## TASK INPUTS
[start]
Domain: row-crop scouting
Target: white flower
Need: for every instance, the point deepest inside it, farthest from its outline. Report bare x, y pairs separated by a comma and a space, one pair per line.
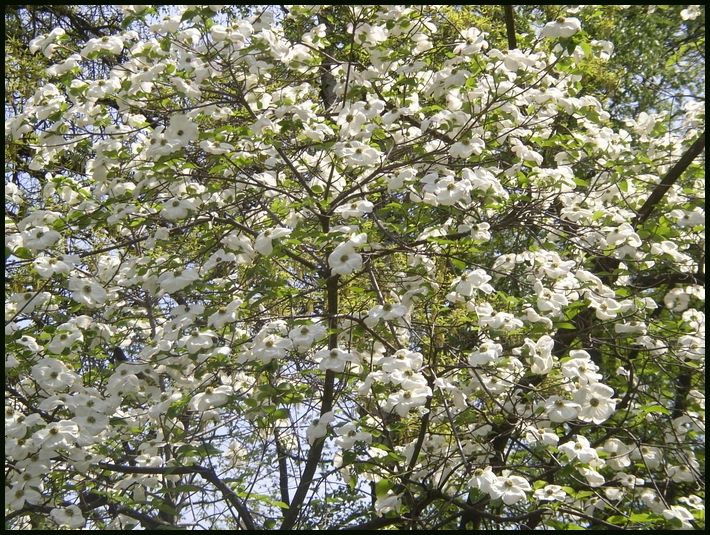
69, 517
471, 281
52, 375
270, 347
39, 238
112, 44
550, 493
304, 336
539, 354
405, 400
562, 27
581, 367
403, 360
344, 259
348, 435
680, 515
263, 241
198, 341
511, 489
579, 449
690, 13
606, 308
61, 434
333, 359
488, 352
66, 336
447, 191
561, 410
171, 282
18, 494
87, 292
483, 479
681, 474
211, 398
356, 153
386, 312
596, 402
388, 502
653, 501
47, 267
224, 315
319, 427
177, 209
218, 257
464, 149
355, 209
594, 478
545, 435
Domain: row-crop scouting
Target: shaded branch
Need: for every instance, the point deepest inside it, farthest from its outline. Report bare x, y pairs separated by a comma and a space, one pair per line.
510, 26
671, 177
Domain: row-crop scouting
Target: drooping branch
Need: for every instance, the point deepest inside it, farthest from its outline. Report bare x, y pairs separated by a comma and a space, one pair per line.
[end]
## DIRECTION
Please write out the listing above word for word, from start to finish, but omit the pictures.

## REPLY TO THE TASK
Domain: row-crop scouting
Target: white flower
Need: for every instance, the point deepest inside it, farthest from its outline. Report bare x, y pairs separated by a comma and a space, one pair per line.
69, 517
471, 281
52, 375
270, 347
39, 238
112, 44
550, 493
304, 336
539, 354
405, 400
562, 27
581, 367
403, 360
344, 259
348, 435
680, 515
263, 241
198, 341
511, 489
579, 449
690, 13
606, 308
61, 434
333, 359
488, 352
66, 336
447, 191
561, 410
171, 282
18, 494
87, 292
483, 479
681, 474
211, 398
356, 153
386, 312
596, 402
388, 502
653, 501
47, 267
224, 315
319, 427
177, 209
218, 257
464, 149
355, 209
594, 478
545, 435
Domain: row-crop scouting
Target: shaded branch
Need: for every instance, the point deepest inside it, farthest from its outline. Report bare x, y pairs separated by a comma and a space, one pair per line.
510, 26
671, 177
Domain: row-crop scouting
Target: drooping branch
Need: for every instance, the point deepest inside it, farthest from its outline. Report bare x, y pairs separated by a comma and a space, one pair per line.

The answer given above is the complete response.